-------- Text section --------

To estimate the channel width–normalized contact resistance (R_CW), we calculate the channel width–normalized total resistance [RW = (V_DS/I_D)·W] of the TFT with the smallest channel length (L = 200 nm; W = 80 μm), for which a drain current (I_D) of 1.7 μA was measured at a drain-source voltage (V_DS) of −0.1 V and a gate-source voltage (V_GS) of −2 V, obtaining a value (RW) of 500 ohm·cm. This value represents the sum of the contact resistance (R_CW) and the channel resistance and thus an upper limit of the contact resistance. (For the channel lengths considered here, the channel resistance is insignificant compared to the contact resistance.) The contact resistance of the DPh-DNTT TFTs fabricated by electron-beam lithography reported here is thus smaller than the contact resistance reported in about 80% of all previous publications in which the contact resistance of organic TFTs has been reported (7, 45). It is, however, larger by about an order of magnitude than the contact resistance reported previously for DPh-DNTT TFTs fabricated by stencil lithography (7, 8, 42). The larger contact resistance of the TFTs fabricated by electron-beam lithography is possibly the result of contamination of the contact surfaces during the liftoff process that follows the electron-beam lithography process, and/or due to the relatively sharp edges of the contacts when these are patterned by electron-beam lithography, rather than stencil lithography (46). Figure 1 shows that the larger contact resistance negates most of the benefits of the small channel length and gate overlaps on the expected transit frequency of the TFTs, which implies that future work must focus on reducing the contact resistance, ideally below 10 ohm·cm (9).

Low-voltage TFT operation

Figure 5 shows the measured transfer and output characteristics of a p-channel DPh-DNTT TFT with a channel length of 600 nm and gate-to-contact overlaps of 400 nm fabricated on a flexible PEN substrate when measured with maximum gate-source and drain-source voltages of −1 V. The transfer characteristics indicate a turn-on voltage of 0.0 V, a subthreshold swing of 70 mV/decade, and an on/off current ratio of 3 × 10⁸; this is the largest on/off current ratio reported to date for organic TFTs over a gate-source voltage range from 0 to ±1 V or less (47).

Fig. 5. Low-voltage TFT operation.

Current-voltage characteristics of a p-channel DPh-DNTT TFT with a channel length of 600 nm, gate-to-contact overlaps of 400 nm, and a channel width of 80 μm fabricated on a flexible PEN substrate when operated with maximum gate-source and drain-source voltages of −1 V. The transfer characteristics indicate an on/off current ratio of 3 × 10⁸ and a subthreshold swing of 70 mV/decade.

-------- The data --------

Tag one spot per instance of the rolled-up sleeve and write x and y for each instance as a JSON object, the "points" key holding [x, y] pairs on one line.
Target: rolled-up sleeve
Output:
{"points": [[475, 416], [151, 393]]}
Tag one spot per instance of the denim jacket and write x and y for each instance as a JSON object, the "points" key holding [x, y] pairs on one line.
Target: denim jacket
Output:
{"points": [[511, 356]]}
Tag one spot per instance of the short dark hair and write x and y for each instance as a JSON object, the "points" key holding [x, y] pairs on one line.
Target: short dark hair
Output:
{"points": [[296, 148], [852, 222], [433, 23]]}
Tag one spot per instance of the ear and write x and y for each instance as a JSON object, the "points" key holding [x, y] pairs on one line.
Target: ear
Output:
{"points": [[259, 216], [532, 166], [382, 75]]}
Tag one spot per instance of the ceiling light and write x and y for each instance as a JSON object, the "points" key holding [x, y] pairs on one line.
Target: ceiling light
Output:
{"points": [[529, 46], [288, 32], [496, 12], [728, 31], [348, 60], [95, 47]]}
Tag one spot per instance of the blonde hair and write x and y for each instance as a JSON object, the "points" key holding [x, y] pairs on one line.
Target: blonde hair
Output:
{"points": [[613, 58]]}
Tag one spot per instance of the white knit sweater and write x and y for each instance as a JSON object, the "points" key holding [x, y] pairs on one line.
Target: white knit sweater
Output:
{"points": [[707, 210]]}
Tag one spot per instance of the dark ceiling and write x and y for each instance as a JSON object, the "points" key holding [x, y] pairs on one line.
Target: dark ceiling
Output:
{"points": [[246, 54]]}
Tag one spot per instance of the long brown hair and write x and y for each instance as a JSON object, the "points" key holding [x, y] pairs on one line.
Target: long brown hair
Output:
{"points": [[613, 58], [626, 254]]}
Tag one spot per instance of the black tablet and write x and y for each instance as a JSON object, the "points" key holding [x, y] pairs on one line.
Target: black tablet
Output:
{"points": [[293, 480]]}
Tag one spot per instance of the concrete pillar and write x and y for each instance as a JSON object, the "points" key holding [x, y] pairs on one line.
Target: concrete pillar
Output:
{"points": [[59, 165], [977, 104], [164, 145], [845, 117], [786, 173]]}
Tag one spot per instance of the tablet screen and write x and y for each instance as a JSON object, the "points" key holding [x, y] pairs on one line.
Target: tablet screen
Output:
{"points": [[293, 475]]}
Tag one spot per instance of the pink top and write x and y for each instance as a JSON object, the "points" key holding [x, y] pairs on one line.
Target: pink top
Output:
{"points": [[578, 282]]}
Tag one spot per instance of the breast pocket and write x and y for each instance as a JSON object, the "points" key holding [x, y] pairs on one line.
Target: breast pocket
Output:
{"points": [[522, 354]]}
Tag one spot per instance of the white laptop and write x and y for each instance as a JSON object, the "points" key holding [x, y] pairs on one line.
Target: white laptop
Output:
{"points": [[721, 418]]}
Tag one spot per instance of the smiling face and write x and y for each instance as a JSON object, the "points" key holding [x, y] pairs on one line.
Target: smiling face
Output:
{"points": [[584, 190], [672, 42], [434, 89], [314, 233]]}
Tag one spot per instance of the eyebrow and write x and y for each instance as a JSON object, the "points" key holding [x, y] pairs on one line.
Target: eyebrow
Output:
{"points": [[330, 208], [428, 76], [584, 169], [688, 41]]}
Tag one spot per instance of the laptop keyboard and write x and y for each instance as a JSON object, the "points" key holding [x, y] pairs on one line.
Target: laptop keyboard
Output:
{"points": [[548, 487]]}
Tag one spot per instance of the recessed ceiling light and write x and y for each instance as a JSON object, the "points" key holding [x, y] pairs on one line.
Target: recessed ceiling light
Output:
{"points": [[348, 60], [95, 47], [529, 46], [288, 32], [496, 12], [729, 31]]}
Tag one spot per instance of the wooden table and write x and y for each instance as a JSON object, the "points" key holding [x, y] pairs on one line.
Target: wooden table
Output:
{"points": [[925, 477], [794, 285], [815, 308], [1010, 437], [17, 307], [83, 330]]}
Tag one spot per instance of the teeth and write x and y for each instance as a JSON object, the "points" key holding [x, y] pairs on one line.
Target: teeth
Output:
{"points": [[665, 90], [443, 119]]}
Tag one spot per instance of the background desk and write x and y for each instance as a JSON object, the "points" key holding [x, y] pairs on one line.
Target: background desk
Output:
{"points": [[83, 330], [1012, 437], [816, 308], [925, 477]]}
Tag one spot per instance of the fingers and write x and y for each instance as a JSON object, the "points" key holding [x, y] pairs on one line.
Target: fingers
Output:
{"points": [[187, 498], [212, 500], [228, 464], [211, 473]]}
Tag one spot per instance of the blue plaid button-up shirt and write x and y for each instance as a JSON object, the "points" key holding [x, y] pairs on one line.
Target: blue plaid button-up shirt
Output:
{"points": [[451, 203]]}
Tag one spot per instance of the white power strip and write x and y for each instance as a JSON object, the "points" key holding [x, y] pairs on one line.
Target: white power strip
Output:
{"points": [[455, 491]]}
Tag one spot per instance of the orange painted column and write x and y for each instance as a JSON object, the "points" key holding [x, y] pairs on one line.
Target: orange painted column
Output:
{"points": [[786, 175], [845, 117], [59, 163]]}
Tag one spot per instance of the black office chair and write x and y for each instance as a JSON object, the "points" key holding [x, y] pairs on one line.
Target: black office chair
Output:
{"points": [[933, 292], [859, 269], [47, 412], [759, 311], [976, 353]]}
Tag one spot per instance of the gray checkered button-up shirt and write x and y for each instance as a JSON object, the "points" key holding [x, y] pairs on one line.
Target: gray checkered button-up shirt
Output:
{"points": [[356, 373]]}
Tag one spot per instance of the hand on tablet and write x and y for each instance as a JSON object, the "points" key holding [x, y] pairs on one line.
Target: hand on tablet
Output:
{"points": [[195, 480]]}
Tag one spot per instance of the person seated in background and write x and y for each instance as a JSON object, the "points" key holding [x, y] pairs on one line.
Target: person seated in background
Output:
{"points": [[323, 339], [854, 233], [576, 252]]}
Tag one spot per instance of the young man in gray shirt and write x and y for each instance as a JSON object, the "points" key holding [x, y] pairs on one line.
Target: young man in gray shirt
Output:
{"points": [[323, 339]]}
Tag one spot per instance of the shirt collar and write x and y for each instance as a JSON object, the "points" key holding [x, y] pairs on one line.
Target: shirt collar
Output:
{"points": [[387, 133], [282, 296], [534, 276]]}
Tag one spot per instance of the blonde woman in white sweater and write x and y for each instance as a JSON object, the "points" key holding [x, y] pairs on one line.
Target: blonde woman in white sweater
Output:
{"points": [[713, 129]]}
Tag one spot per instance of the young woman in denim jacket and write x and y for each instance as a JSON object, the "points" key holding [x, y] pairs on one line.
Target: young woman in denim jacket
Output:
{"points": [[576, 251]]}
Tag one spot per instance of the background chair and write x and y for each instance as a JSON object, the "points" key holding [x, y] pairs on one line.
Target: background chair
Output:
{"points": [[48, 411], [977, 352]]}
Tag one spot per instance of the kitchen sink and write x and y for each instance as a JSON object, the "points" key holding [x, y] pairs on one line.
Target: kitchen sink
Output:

--------

Required work
1) In the text on organic thin-film transistors, what subthreshold swing do the transfer characteristics indicate for the TFT measured with maximum voltages of −1 V?
2) Return each line of the listing that contains the string "sink", treating uppercase and lowercase as different.

Response list
1) 70 mV/decade

2)
Tag one spot per instance of the kitchen sink and write x and y for each instance as a JSON object, the "points" key holding [x, y] pairs on one line.
Target: kitchen sink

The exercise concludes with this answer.